-- Exercise passage --
▼▼▼

The events in Barcelona were the beginning of a new stage in the struggle between the Revolution and the Counterrevolution. The phrase “Antifascist Unity” stands unequivocally discredited for anyone who wants to open their eyes. Nothing good can be expected from a united front between the bourgeoisie and the proletariat, and certainly not in Spain.

For the first time in the era of the Popular Front the two kinds of capitalist order have come face to face. The question of power in society has been clearly posed. This struggle for power has provisionally concluded without having produced a final solution. The workers have been persuaded by the leaders of their organizations to abandon the struggle. They managed to get them to yield with promises and insignificant concessions.

All the positive gains of the workers have been minute in comparison with what has been obtained by the bourgeoisie. Generally, the bourgeoisie is devoting more effort to dismantling the positions of workers power in the rearguard than it is at the front, where it has also clearly revealed its counterrevolutionary face, not only continuing to pursue the policies from before May 3, but even exacerbating them. Government power has been reinforced by having concentrated the principal economic and military positions in its hands. The disarmament of the revolutionary workers has begun and their persecution has commenced. The result of the events of May 3-5 is the reinforcement of the positions of the bourgeoisie to the detriment of the proletariat.

But the struggle is not over yet, and the proletariat has not only suffered setbacks. The workers have certainly yielded ground, without being completely defeated. They have lost many material positions but their conflict with the bourgeoisie has become more acute.

▲▲▲

-- Check your understanding --
1. In the passage on the Barcelona events, shorten the paragraph beginning "All the positive gains of the workers" into a short list that keeps its main facts.
2. Duplicate everything in the passage on the Barcelona events from "All the positive" down to "of the proletariat.".
The records that follow have nothing to do with this.

-- Supplied records --

▼▼▼

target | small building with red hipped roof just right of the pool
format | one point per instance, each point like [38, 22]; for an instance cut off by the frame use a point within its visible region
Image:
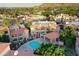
[53, 37]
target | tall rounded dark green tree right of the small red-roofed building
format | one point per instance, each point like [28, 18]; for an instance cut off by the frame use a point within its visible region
[68, 35]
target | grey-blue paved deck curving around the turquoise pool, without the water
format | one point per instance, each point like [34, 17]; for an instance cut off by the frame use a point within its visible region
[27, 47]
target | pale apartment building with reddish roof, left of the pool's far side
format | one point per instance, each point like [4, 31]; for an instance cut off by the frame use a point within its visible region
[18, 32]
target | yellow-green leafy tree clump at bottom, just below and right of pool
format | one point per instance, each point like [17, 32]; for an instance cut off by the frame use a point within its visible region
[49, 50]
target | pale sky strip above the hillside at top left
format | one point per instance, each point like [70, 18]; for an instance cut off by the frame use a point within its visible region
[19, 4]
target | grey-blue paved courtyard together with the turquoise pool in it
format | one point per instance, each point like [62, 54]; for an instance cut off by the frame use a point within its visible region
[31, 45]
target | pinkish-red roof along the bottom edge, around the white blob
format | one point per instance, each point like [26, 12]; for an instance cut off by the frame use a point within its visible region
[20, 53]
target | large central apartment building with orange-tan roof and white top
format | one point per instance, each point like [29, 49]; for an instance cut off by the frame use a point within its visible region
[40, 28]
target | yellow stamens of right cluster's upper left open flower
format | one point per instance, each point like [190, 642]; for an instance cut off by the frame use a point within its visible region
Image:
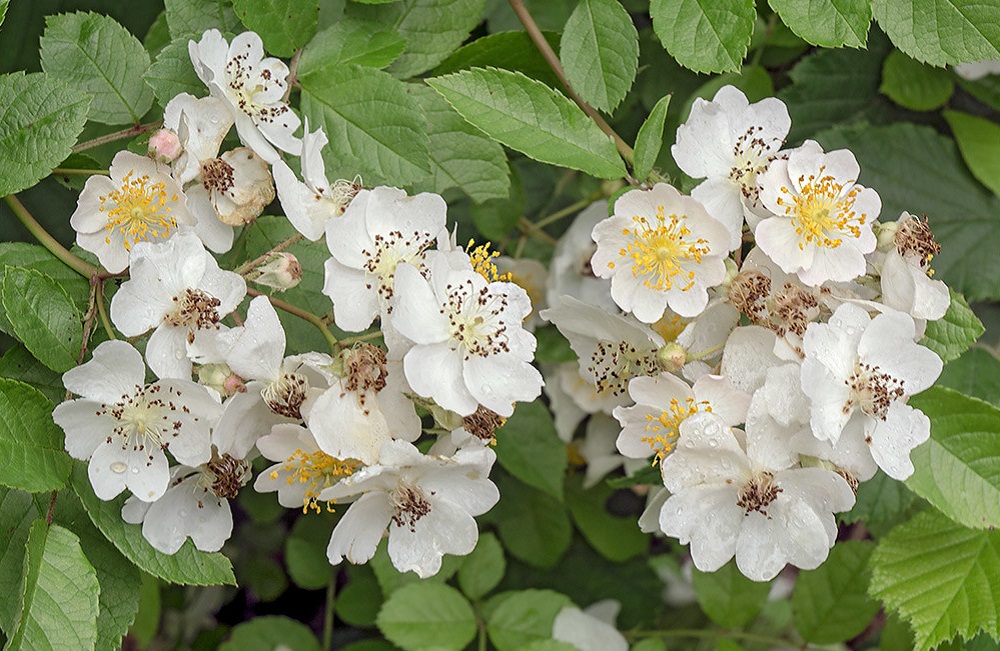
[661, 253]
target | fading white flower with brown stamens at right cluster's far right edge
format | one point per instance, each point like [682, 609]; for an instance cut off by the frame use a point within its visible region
[904, 274]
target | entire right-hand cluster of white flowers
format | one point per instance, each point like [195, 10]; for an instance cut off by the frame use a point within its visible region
[760, 343]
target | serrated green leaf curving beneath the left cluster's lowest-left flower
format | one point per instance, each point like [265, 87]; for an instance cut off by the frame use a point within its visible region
[188, 566]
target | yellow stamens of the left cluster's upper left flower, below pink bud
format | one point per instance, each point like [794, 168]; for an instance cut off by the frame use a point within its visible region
[139, 210]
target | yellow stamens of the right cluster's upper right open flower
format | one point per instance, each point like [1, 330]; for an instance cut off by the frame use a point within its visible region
[821, 211]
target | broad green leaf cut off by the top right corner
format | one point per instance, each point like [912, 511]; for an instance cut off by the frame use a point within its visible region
[941, 32]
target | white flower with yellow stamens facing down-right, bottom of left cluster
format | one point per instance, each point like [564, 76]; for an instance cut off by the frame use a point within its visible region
[302, 471]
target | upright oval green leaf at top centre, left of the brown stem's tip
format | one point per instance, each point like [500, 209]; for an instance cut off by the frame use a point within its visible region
[600, 52]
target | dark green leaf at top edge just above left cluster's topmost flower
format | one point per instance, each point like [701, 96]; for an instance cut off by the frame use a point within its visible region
[283, 25]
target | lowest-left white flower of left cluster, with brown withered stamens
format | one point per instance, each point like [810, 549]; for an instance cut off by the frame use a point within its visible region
[195, 506]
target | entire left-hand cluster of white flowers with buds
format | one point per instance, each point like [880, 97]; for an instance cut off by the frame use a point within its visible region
[336, 427]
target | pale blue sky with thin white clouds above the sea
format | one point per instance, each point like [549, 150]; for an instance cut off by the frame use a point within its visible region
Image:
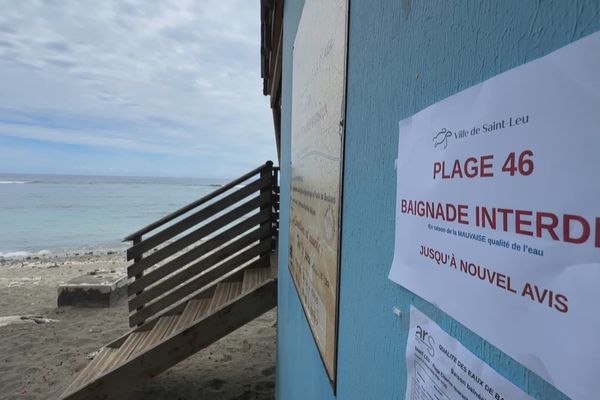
[132, 87]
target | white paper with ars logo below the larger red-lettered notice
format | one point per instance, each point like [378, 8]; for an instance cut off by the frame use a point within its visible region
[439, 367]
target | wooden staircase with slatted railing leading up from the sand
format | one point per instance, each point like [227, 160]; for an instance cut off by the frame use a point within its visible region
[199, 278]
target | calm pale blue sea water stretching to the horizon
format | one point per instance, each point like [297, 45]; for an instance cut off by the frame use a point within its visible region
[42, 214]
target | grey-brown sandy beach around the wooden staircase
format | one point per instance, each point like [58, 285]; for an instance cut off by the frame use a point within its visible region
[39, 360]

▲▲▲

-- Answers provided --
1.
- The workers' gains were minute next to what the bourgeoisie obtained.
- The bourgeoisie is working harder to dismantle workers' power in the rearguard than at the front.
- At the front it has also shown its counterrevolutionary face, continuing and even intensifying its policies from before May 3.
- The government has strengthened its power by taking the principal economic and military positions into its hands.
- The disarmament and persecution of the revolutionary workers have begun.
- The events of May 3-5 strengthened the bourgeoisie at the expense of the proletariat.

2.
All the positive gains of the workers have been minute in comparison with what has been obtained by the bourgeoisie. Generally, the bourgeoisie is devoting more effort to dismantling the positions of workers power in the rearguard than it is at the front, where it has also clearly revealed its counterrevolutionary face, not only continuing to pursue the policies from before May 3, but even exacerbating them. Government power has been reinforced by having concentrated the principal economic and military positions in its hands. The disarmament of the revolutionary workers has begun and their persecution has commenced. The result of the events of May 3-5 is the reinforcement of the positions of the bourgeoisie to the detriment of the proletariat.